**Direction:**
Count the lines in the records below that contain the string "curtain", treating uppercase and lowercase letters as distinct. Reply with the number alone.

**Data excerpts:**
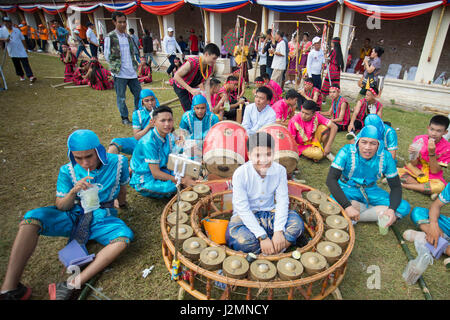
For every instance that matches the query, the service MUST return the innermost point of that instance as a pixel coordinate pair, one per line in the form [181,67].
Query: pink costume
[303,132]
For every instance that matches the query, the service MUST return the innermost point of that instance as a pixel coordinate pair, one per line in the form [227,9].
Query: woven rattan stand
[200,282]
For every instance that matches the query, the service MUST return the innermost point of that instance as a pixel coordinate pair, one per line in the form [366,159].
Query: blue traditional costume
[101,225]
[141,119]
[152,149]
[255,213]
[358,176]
[198,128]
[421,215]
[385,132]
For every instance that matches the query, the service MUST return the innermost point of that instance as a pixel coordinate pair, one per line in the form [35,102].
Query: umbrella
[230,41]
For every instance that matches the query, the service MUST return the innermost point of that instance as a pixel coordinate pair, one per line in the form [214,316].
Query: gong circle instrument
[289,269]
[337,236]
[330,250]
[183,205]
[262,270]
[336,222]
[235,267]
[286,151]
[215,271]
[172,218]
[316,197]
[202,190]
[192,248]
[328,208]
[225,148]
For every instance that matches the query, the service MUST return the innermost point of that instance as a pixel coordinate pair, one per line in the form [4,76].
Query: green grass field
[36,121]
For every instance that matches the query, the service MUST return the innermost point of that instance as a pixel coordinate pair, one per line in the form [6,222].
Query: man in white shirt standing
[15,44]
[92,39]
[258,223]
[279,59]
[120,54]
[170,46]
[314,64]
[259,113]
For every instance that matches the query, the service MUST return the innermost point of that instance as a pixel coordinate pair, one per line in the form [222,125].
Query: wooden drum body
[286,152]
[225,148]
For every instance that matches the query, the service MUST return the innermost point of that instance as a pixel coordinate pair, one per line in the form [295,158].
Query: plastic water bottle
[415,268]
[417,145]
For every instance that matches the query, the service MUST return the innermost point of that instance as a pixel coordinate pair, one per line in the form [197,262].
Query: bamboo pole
[435,34]
[300,21]
[247,19]
[335,22]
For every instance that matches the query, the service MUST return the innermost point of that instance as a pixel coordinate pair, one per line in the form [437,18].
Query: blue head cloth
[375,120]
[199,99]
[144,94]
[82,140]
[371,132]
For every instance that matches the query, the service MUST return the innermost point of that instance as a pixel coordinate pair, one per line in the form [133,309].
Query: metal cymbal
[211,258]
[263,270]
[289,269]
[235,267]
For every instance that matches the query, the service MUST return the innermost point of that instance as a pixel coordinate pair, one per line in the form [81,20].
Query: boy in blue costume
[353,175]
[199,119]
[68,219]
[386,133]
[151,178]
[197,122]
[141,124]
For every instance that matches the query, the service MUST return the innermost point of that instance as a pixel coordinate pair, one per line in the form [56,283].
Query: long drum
[225,148]
[285,146]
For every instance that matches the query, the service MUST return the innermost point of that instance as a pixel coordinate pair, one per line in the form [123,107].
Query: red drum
[285,146]
[225,148]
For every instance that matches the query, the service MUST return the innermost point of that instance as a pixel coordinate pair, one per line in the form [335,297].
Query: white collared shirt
[314,62]
[126,68]
[252,193]
[254,119]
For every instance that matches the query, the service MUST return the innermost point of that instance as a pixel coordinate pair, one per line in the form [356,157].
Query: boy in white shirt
[259,113]
[258,224]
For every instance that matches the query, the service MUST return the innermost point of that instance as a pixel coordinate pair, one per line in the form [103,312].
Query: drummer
[339,111]
[258,224]
[142,123]
[259,113]
[354,173]
[150,177]
[199,119]
[312,132]
[285,108]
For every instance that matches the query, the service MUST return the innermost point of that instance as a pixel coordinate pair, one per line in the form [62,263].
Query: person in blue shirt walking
[142,123]
[69,219]
[150,177]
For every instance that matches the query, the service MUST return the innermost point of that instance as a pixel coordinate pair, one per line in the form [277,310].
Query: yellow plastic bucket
[216,229]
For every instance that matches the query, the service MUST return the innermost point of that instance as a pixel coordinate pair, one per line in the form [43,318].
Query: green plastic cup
[382,222]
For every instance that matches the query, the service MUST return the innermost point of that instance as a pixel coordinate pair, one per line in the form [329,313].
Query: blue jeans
[120,85]
[240,238]
[81,47]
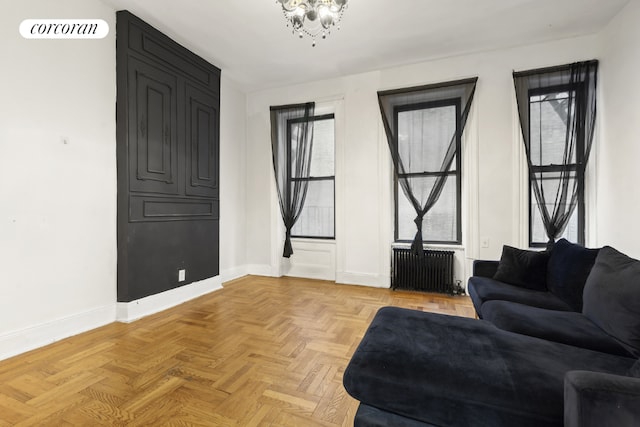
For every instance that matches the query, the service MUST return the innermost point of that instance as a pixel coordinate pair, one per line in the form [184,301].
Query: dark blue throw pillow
[611,297]
[567,271]
[519,267]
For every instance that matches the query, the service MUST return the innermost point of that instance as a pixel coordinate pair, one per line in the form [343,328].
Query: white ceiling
[249,41]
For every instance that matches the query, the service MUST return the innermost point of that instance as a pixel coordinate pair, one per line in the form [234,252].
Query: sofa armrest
[596,399]
[485,268]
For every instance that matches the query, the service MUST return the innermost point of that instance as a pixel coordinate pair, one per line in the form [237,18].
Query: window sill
[320,241]
[450,247]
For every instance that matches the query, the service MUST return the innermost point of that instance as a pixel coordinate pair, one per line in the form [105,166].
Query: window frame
[291,179]
[457,103]
[577,168]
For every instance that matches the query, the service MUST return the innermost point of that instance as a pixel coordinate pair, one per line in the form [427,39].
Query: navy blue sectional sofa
[558,345]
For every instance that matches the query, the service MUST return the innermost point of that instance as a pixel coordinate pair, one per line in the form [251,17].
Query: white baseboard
[129,311]
[373,280]
[261,270]
[28,339]
[234,273]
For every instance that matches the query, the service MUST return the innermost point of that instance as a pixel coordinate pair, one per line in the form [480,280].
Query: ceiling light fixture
[313,17]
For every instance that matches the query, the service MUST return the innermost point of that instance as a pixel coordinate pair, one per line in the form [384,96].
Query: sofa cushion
[566,327]
[455,372]
[519,267]
[368,416]
[612,297]
[482,289]
[567,271]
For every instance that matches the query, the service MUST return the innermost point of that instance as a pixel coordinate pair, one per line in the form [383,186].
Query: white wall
[233,211]
[57,178]
[618,171]
[364,240]
[58,247]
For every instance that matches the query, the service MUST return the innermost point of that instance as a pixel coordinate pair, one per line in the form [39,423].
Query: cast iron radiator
[432,273]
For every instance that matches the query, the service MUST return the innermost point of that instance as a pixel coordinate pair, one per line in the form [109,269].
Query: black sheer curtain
[411,157]
[291,144]
[576,108]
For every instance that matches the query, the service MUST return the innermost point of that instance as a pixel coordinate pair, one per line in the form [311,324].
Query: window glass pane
[440,223]
[323,153]
[295,129]
[549,128]
[424,136]
[538,234]
[317,217]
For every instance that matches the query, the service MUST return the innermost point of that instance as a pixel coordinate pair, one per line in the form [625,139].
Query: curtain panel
[570,91]
[291,145]
[411,154]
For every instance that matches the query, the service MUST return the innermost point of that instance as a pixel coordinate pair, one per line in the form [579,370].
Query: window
[549,109]
[424,137]
[317,218]
[557,112]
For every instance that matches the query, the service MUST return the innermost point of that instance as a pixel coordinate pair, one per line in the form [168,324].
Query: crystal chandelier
[313,17]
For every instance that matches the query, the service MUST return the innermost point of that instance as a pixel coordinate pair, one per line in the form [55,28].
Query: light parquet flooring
[260,352]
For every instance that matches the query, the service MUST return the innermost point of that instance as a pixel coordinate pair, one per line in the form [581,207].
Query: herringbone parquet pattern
[260,352]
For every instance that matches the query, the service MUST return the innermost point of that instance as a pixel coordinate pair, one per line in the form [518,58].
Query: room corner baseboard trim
[130,311]
[373,280]
[31,338]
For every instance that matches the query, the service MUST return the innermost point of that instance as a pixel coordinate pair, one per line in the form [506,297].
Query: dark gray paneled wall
[168,162]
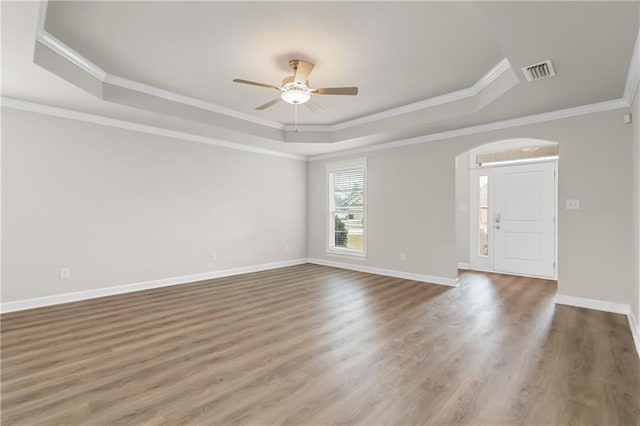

**Result of this task:**
2